- DATASET ENTRIES:
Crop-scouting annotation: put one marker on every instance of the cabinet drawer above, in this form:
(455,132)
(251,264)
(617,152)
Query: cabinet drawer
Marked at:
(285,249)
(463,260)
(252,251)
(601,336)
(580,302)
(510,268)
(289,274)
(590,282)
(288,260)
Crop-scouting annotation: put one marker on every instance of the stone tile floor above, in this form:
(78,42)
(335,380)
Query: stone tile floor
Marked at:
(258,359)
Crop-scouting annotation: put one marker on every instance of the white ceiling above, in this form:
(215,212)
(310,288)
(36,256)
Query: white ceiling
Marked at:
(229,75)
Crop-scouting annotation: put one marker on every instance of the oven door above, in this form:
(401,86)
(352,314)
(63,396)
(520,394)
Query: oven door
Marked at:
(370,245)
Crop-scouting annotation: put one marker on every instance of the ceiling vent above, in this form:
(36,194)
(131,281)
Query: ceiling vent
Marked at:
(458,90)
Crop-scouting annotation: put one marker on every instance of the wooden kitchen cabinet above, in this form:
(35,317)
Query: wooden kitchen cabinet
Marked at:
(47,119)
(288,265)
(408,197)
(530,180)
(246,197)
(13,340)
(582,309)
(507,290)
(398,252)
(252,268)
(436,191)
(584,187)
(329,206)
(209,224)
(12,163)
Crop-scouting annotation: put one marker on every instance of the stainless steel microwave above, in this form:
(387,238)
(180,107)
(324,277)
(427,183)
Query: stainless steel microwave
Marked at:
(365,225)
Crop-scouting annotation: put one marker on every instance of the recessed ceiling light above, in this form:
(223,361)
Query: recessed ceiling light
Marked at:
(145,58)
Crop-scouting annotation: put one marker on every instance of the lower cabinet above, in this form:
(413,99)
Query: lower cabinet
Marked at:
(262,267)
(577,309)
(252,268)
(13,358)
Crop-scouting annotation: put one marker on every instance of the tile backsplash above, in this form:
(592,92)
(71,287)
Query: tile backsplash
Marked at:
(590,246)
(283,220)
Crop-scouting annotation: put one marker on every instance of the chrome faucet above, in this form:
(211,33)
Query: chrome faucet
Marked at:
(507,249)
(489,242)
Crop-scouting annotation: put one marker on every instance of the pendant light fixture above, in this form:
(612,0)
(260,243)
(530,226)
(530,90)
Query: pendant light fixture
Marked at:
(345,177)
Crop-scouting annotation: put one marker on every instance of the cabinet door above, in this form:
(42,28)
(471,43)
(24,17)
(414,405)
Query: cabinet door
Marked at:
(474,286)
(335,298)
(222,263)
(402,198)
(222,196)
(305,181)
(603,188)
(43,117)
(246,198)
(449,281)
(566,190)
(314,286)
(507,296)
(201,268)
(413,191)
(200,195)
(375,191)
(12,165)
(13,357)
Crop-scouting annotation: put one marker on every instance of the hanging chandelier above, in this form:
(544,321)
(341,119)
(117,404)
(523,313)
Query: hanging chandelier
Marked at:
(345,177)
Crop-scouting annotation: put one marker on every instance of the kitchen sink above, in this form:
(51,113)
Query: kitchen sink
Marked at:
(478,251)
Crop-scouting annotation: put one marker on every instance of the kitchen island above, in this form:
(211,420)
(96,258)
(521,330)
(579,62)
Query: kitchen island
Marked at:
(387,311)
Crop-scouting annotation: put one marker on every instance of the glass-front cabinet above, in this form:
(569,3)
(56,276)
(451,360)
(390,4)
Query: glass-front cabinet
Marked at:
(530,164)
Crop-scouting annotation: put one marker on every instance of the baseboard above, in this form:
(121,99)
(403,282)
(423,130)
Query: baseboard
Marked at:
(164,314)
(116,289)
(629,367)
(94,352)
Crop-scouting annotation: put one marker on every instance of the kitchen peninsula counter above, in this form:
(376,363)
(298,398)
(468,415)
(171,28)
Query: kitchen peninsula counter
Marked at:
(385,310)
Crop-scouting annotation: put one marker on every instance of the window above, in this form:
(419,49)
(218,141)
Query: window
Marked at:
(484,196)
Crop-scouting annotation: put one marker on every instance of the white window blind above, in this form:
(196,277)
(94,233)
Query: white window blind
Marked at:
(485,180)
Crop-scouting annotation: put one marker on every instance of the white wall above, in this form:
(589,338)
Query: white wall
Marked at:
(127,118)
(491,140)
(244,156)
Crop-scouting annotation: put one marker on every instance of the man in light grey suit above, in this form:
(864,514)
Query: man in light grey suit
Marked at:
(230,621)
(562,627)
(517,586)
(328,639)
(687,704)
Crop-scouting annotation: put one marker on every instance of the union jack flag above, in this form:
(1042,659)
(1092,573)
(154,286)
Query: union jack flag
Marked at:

- JOB: All of the entries should be written out again exactly.

- RESULT:
Crop-scouting annotation: put one marker on every instance of the cabinet drawer above, in this form:
(455,132)
(251,264)
(617,152)
Query: cabinet drawer
Marked at:
(285,249)
(463,260)
(252,251)
(601,336)
(580,302)
(510,268)
(289,274)
(590,282)
(288,260)
Crop-scouting annotation: put one marker on every instance of the stone tile floor above, in this form:
(78,42)
(335,380)
Query: stone tile floor
Marked at:
(258,359)
Crop-scouting annotation: put one marker on every instance of the white ceiling above, in this form:
(215,212)
(310,288)
(36,256)
Query: white ceiling
Marked at:
(229,75)
Crop-scouting annotation: put one marker on every instance of the oven door above, in this form:
(401,86)
(352,314)
(63,396)
(520,394)
Query: oven door
Marked at:
(370,245)
Crop-scouting annotation: put one marker on every instance of the ceiling vent above, in this form:
(36,194)
(131,281)
Query: ceiling vent
Marked at:
(458,90)
Crop-scouting annotation: put one marker on every instance of the wooden kitchen cabinet above, in this form:
(35,317)
Query: wooden kitchen cabinet
Marked at:
(47,119)
(288,265)
(408,197)
(530,180)
(246,197)
(13,340)
(582,309)
(507,290)
(398,252)
(252,268)
(436,191)
(584,187)
(329,206)
(209,224)
(12,163)
Crop-scouting annotation: put one marker on every instance of the stainless steel microwave above, in this form:
(387,238)
(180,107)
(324,277)
(427,183)
Query: stainless steel microwave
Marked at:
(365,225)
Crop-scouting annotation: put one marker on every instance of the recessed ceiling light above, in this form:
(223,361)
Query: recessed ceiling light
Marked at:
(145,58)
Crop-scouting annotation: put one marker on every instance of the lower cabinet above, in this form:
(413,99)
Query: lower cabinet
Marked at:
(262,267)
(577,309)
(252,268)
(13,358)
Crop-scouting annotation: put one marker on every instance of the tile backsplash above, in this form:
(592,92)
(71,287)
Query: tile backsplash
Marked at:
(590,246)
(283,220)
Crop-scouting annotation: put one marker on every instance of the chrome faucet above, in this form:
(211,33)
Query: chrome faucet
Marked at:
(507,249)
(489,242)
Crop-scouting annotation: put one marker on every instance of the pendant light fixture above, in this form:
(612,0)
(260,243)
(530,226)
(530,90)
Query: pendant light fixture
Marked at:
(345,177)
Crop-scouting annotation: put one marker on every instance of the cabinet door above, in this form:
(42,28)
(471,43)
(24,17)
(414,405)
Query: cabinet door
Marked at:
(474,286)
(335,298)
(222,263)
(402,198)
(222,196)
(305,181)
(603,188)
(43,117)
(246,198)
(449,281)
(566,190)
(314,286)
(507,296)
(201,268)
(413,191)
(200,195)
(375,191)
(12,165)
(13,357)
Crop-scouting annotation: put one marker on every instance of the hanging chandelier above, in this form:
(544,321)
(341,119)
(117,404)
(523,313)
Query: hanging chandelier
Marked at:
(345,177)
Crop-scouting annotation: put one marker on every instance of the kitchen sink above, in this form:
(51,113)
Query: kitchen sink
Marked at:
(478,251)
Crop-scouting annotation: put one marker on every instance of the kitchen island above, in this form:
(211,420)
(96,258)
(521,330)
(579,62)
Query: kitchen island
Marked at:
(387,311)
Crop-scouting annotation: put one marker on every instance of the glass-front cabinet above, in this form:
(569,3)
(56,276)
(451,360)
(390,4)
Query: glass-front cabinet
Marked at:
(530,164)
Crop-scouting annotation: put one marker on every instance of the baseboard above, in this form:
(121,99)
(403,282)
(423,130)
Query: baseboard
Marked at:
(164,314)
(116,289)
(629,367)
(94,352)
Crop-scouting annotation: put one marker on every instance of the kitchen peninsula counter above, in this form:
(376,363)
(298,398)
(468,415)
(171,28)
Query: kitchen peninsula counter
Marked at:
(385,310)
Crop-scouting annotation: put one marker on every instance of the window above, in this form:
(419,49)
(218,141)
Query: window
Marked at:
(484,196)
Crop-scouting annotation: put one marker on every instance of the white window blind above, in this form:
(196,277)
(94,233)
Query: white window blind
Marked at:
(485,180)
Crop-scouting annotation: put one marker on every instance of the white wall above, in this form:
(589,338)
Query: white wall
Marked at:
(127,118)
(491,140)
(244,156)
Crop-scouting annotation: put one marker on every instance of the man in light grey suit above, in this form:
(864,514)
Query: man in light grey suit
Marked at:
(230,621)
(562,627)
(517,586)
(328,639)
(687,704)
Crop-scouting annotation: put one marker on every instance of the union jack flag above, in this form:
(1042,659)
(1092,573)
(154,286)
Query: union jack flag
Marked at:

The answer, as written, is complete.